(Dataset items)
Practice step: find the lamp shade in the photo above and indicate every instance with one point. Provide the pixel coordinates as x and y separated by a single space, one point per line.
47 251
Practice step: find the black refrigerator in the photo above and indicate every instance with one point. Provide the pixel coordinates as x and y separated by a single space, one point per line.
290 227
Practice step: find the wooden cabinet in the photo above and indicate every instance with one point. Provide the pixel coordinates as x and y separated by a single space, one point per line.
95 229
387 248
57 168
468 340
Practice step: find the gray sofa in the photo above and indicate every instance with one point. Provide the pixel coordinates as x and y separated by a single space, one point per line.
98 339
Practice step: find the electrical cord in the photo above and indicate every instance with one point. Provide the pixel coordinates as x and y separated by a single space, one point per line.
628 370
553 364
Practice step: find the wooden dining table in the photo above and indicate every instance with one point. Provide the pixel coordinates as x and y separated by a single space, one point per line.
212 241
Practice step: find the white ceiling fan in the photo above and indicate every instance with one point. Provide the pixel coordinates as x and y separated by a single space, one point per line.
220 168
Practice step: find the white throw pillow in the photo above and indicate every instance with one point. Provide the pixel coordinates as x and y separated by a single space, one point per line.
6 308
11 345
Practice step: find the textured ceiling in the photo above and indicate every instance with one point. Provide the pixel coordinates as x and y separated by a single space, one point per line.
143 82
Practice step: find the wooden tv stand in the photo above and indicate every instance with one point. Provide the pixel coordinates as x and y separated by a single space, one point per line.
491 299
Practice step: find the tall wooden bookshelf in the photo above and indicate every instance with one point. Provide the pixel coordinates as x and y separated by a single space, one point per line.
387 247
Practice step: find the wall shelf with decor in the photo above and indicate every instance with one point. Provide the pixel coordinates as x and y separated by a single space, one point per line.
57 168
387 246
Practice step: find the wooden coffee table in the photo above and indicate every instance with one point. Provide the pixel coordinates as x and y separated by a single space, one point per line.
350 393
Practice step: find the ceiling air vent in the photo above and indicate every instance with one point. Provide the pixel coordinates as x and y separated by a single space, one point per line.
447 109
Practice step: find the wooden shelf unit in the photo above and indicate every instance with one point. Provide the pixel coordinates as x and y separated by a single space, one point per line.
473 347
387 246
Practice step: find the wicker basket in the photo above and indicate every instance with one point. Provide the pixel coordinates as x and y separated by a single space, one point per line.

About this exercise
Return the line that contains "Practice step: find the wooden shelf" along with every line after it through the end of the entries, exactly, adding nothing.

Result of this task
Practice step: find the wooden shelf unit in the photo above and indicate every instance with one point. Provide the pixel coordinates as x and y separated by a single space, one point per line.
473 347
387 246
Practice step: find the wicker basket in the photo above and indicate every instance with one point. Provide the pixel coordinates as x and y separated by a single space, one point per line.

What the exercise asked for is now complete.